Coordinate labeling data –
***

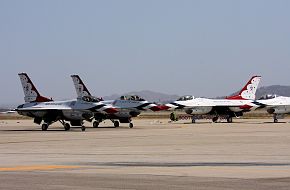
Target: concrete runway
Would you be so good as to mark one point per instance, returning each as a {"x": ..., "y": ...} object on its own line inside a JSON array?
[{"x": 155, "y": 154}]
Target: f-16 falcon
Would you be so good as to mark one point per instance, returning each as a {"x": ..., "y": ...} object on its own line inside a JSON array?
[
  {"x": 229, "y": 107},
  {"x": 123, "y": 109},
  {"x": 46, "y": 111}
]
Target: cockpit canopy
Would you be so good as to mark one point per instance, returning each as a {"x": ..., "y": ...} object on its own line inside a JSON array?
[
  {"x": 91, "y": 99},
  {"x": 185, "y": 98},
  {"x": 268, "y": 96},
  {"x": 131, "y": 97}
]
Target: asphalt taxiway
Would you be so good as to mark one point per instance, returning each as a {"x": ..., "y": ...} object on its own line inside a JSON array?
[{"x": 155, "y": 154}]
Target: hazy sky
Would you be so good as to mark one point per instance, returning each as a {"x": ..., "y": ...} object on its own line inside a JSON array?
[{"x": 204, "y": 48}]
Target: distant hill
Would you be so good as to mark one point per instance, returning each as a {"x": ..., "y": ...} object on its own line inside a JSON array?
[{"x": 147, "y": 95}]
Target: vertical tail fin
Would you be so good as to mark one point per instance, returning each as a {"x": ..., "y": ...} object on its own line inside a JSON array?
[
  {"x": 31, "y": 94},
  {"x": 249, "y": 90},
  {"x": 80, "y": 87}
]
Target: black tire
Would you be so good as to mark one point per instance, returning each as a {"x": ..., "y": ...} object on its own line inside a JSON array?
[
  {"x": 44, "y": 127},
  {"x": 229, "y": 119},
  {"x": 116, "y": 124},
  {"x": 96, "y": 124},
  {"x": 215, "y": 119},
  {"x": 66, "y": 126}
]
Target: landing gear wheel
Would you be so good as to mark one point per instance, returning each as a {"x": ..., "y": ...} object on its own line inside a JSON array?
[
  {"x": 192, "y": 120},
  {"x": 44, "y": 127},
  {"x": 96, "y": 124},
  {"x": 215, "y": 119},
  {"x": 229, "y": 119},
  {"x": 275, "y": 118},
  {"x": 66, "y": 126},
  {"x": 116, "y": 124}
]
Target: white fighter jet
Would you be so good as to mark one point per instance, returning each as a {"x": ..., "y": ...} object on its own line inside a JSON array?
[
  {"x": 46, "y": 111},
  {"x": 125, "y": 107},
  {"x": 229, "y": 107},
  {"x": 276, "y": 105}
]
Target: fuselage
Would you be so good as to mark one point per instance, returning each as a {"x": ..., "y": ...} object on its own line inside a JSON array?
[{"x": 196, "y": 106}]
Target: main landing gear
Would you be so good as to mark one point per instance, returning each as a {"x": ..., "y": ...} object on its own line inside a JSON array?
[
  {"x": 66, "y": 126},
  {"x": 275, "y": 117},
  {"x": 116, "y": 124},
  {"x": 214, "y": 119},
  {"x": 96, "y": 124},
  {"x": 229, "y": 119},
  {"x": 44, "y": 127}
]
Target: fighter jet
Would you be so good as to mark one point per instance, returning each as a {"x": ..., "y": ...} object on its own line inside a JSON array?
[
  {"x": 46, "y": 111},
  {"x": 276, "y": 105},
  {"x": 233, "y": 106},
  {"x": 126, "y": 107}
]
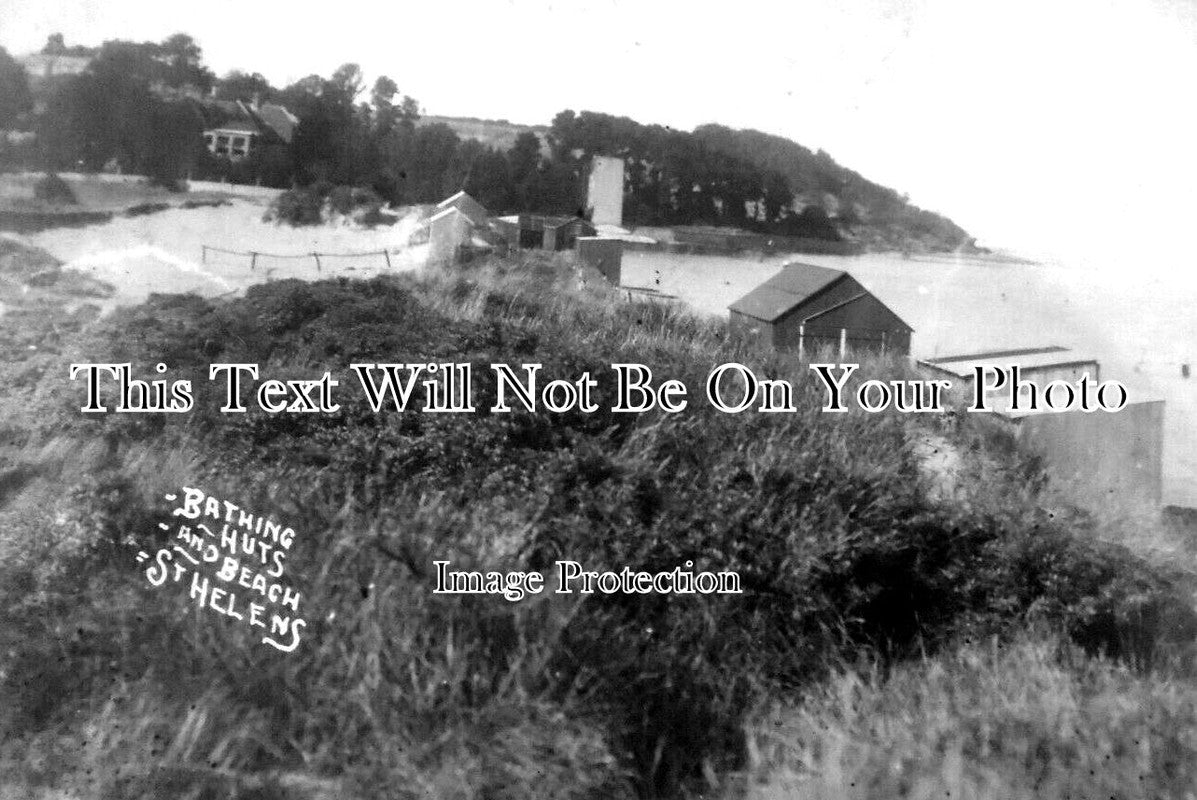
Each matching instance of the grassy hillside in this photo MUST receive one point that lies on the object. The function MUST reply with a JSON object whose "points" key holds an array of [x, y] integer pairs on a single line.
{"points": [[860, 579], [499, 134], [880, 216]]}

***

Given instruction – Without the pictures, retype exactly the lines from the one that holds "Target: fighter jet" to the last line of the data above, both of them included.

Answer below –
Target: fighter jet
Would you be so good as to mark one point per instance, returning each as a {"x": ..., "y": ...} object on its own line inside a JSON array?
[
  {"x": 46, "y": 111},
  {"x": 276, "y": 105},
  {"x": 233, "y": 106},
  {"x": 126, "y": 107}
]
Each matching instance of the grassy hillside in this photo MUST receive one point that lies on the object. The function MUST reply with a JSON object whose "points" key holds an array of [x, y] integer pairs on a single line.
{"points": [[860, 579], [499, 134], [880, 216]]}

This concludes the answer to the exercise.